Please set out the lines below as a numbered list, omitting any blank ones.

# Data
****

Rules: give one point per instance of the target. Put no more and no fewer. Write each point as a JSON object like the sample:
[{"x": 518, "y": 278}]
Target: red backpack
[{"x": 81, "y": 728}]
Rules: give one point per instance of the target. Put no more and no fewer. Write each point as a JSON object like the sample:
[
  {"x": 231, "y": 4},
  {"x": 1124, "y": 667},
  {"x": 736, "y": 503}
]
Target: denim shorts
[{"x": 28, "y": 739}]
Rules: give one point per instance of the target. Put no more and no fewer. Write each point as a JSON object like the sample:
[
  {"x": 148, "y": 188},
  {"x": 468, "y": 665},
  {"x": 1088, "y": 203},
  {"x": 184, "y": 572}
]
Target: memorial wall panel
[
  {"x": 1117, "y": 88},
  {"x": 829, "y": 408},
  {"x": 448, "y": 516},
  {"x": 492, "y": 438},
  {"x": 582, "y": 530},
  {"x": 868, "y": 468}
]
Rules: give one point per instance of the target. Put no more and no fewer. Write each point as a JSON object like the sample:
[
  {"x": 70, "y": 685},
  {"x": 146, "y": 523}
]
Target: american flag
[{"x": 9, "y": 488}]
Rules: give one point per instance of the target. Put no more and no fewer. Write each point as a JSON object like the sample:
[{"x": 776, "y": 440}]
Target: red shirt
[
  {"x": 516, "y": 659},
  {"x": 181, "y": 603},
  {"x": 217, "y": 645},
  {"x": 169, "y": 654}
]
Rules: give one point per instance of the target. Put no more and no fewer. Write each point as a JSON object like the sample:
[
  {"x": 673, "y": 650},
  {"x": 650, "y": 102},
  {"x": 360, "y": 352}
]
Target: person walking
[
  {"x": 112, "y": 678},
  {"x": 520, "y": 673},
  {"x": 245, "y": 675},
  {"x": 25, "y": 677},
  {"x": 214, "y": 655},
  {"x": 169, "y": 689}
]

****

# Expected output
1. Rules: give one point per instance of the target. Put no more and no fewer. Write each point as a JSON object like the sample:
2. [{"x": 518, "y": 278}]
3. Target: red backpack
4. [{"x": 81, "y": 728}]
5. Rules: give one point per instance of the target. Put no more and no fewer. Write each point as a JSON object like the sample:
6. [
7.   {"x": 231, "y": 4},
8.   {"x": 1124, "y": 667},
9.   {"x": 736, "y": 503}
10. ]
11. Target: denim shorts
12. [{"x": 28, "y": 739}]
13. Rules: give one point per instance of the target. Put no more and no fewer. Write each point as a JSON object like the sample:
14. [
15.   {"x": 148, "y": 188},
16.   {"x": 468, "y": 665},
17.   {"x": 1088, "y": 203},
18.   {"x": 184, "y": 572}
19. ]
20. Target: memorial wall panel
21. [
22.   {"x": 1117, "y": 88},
23.   {"x": 829, "y": 408},
24.   {"x": 448, "y": 516},
25.   {"x": 492, "y": 438},
26.   {"x": 582, "y": 530},
27.   {"x": 868, "y": 468}
28. ]
29. Rules: give one point per instance of the target. Put no more and no fewer. Write each point as a JSON object like the sample:
30. [
31.   {"x": 70, "y": 685},
32.   {"x": 146, "y": 523}
33. ]
34. Target: american flag
35. [{"x": 9, "y": 488}]
36. Rules: give one point per instance of the target. Put no more and no fewer. Write each point as a JSON object like the sample:
37. [{"x": 776, "y": 440}]
38. Target: red shirt
39. [
40.   {"x": 516, "y": 659},
41.   {"x": 181, "y": 603},
42.   {"x": 217, "y": 645},
43.   {"x": 169, "y": 654}
44. ]
45. Rules: give one point per instance of the target. Put no more and no fewer. Write each point as a JSON object like the sample:
46. [
47.   {"x": 673, "y": 650},
48.   {"x": 650, "y": 102},
49.   {"x": 360, "y": 352}
50. ]
51. Target: person walking
52. [
53.   {"x": 112, "y": 678},
54.   {"x": 520, "y": 673},
55.   {"x": 245, "y": 675},
56.   {"x": 25, "y": 677},
57.   {"x": 214, "y": 655},
58.   {"x": 169, "y": 689}
59. ]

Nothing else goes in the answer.